_Exercise materials_:
╭──

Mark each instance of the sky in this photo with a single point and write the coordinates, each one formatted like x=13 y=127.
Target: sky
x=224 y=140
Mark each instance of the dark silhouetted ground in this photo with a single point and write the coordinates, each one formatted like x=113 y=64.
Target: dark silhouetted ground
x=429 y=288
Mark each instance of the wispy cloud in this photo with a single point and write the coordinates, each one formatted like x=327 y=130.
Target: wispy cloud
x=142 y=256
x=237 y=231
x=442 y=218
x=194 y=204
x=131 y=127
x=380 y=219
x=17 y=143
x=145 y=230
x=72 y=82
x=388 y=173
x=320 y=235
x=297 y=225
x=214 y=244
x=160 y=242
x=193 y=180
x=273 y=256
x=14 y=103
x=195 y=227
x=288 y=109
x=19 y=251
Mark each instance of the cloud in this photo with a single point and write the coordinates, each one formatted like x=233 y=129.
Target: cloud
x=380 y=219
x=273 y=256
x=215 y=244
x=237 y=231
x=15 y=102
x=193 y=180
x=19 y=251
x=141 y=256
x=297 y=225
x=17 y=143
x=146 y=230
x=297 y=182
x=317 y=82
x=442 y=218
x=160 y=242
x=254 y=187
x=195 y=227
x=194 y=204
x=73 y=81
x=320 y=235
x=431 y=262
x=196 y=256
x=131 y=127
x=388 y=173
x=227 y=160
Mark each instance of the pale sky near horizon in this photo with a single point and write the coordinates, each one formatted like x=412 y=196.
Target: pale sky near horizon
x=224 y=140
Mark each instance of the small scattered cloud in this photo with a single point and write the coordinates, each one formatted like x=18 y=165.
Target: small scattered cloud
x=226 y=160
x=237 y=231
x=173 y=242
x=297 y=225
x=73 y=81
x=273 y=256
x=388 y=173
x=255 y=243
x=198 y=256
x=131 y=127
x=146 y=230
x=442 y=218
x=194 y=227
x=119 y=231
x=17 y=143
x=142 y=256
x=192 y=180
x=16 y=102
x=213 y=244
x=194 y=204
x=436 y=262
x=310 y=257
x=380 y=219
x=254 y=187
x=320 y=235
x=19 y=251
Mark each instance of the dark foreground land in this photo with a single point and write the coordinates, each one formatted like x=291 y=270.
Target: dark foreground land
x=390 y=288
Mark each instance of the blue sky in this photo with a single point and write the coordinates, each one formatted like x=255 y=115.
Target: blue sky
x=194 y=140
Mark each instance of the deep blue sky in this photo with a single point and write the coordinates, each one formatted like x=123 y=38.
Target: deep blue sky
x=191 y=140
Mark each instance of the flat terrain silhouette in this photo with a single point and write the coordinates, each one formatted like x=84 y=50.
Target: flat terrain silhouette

╰──
╭──

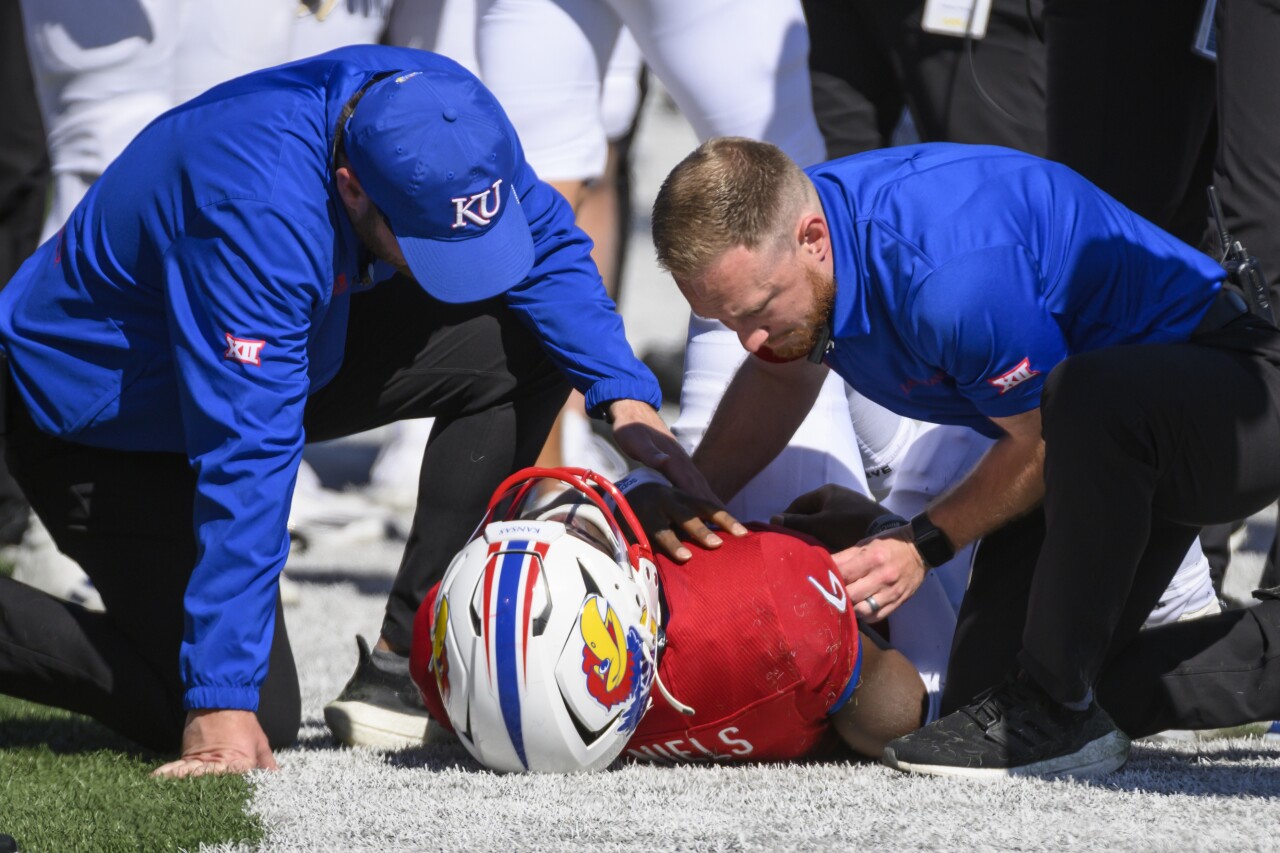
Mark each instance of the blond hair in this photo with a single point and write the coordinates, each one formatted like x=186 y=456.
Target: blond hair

╰──

_Exercise objective_: Reproduce word for word the lines of the entries above, starting at the line that contains "Mark each instance of the sky" and ending at the line that contains "x=429 y=288", with both of those lines included.

_Problem solution_:
Mark each instance of the sky in this photo with a single point and write the coordinates, each one formatted like x=13 y=127.
Target: sky
x=224 y=140
Mark each instance of the dark silhouetted ground in this photo with a single point and write the coordinates, each one formatted like x=113 y=64.
Target: dark silhouetted ground
x=429 y=288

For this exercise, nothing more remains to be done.